Segmentation labeling lines
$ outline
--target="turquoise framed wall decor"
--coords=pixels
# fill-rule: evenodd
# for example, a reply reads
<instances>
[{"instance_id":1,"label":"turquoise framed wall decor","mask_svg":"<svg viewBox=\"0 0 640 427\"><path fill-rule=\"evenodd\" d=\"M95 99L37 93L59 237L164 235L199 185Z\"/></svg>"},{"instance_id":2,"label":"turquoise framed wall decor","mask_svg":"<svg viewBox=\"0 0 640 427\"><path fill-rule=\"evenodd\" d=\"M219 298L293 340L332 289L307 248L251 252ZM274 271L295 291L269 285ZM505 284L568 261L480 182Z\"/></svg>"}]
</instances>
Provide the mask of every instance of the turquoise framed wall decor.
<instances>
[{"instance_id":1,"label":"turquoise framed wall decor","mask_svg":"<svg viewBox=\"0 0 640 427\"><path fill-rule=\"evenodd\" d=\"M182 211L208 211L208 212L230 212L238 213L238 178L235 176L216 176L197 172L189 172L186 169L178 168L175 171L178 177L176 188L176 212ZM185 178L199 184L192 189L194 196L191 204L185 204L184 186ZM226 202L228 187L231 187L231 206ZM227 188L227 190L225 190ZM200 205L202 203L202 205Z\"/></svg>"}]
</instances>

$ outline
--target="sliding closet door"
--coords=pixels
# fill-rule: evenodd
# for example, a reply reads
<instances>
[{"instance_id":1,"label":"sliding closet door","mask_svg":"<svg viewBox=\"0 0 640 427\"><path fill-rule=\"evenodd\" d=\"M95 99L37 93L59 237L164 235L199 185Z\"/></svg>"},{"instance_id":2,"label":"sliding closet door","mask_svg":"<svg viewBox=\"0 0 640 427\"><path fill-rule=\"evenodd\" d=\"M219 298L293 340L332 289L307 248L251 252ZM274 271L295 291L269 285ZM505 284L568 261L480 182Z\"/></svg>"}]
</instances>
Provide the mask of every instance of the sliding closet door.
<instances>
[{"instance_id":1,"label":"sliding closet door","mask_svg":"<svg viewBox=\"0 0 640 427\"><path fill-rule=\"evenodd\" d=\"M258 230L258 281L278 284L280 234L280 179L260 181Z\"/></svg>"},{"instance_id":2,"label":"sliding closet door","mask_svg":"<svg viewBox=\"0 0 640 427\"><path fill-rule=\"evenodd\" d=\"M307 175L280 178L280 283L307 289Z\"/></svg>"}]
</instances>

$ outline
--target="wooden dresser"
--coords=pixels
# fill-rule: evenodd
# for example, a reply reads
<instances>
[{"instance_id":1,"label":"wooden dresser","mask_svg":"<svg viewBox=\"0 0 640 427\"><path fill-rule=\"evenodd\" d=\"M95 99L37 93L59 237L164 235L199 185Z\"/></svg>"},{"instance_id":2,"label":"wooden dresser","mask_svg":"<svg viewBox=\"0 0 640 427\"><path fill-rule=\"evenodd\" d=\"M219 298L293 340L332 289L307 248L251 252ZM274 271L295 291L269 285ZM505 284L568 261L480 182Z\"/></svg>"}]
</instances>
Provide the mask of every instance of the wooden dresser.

WHAT IS NEEDED: Tally the lines above that contain the string "dresser" and give only the number.

OUTPUT: 3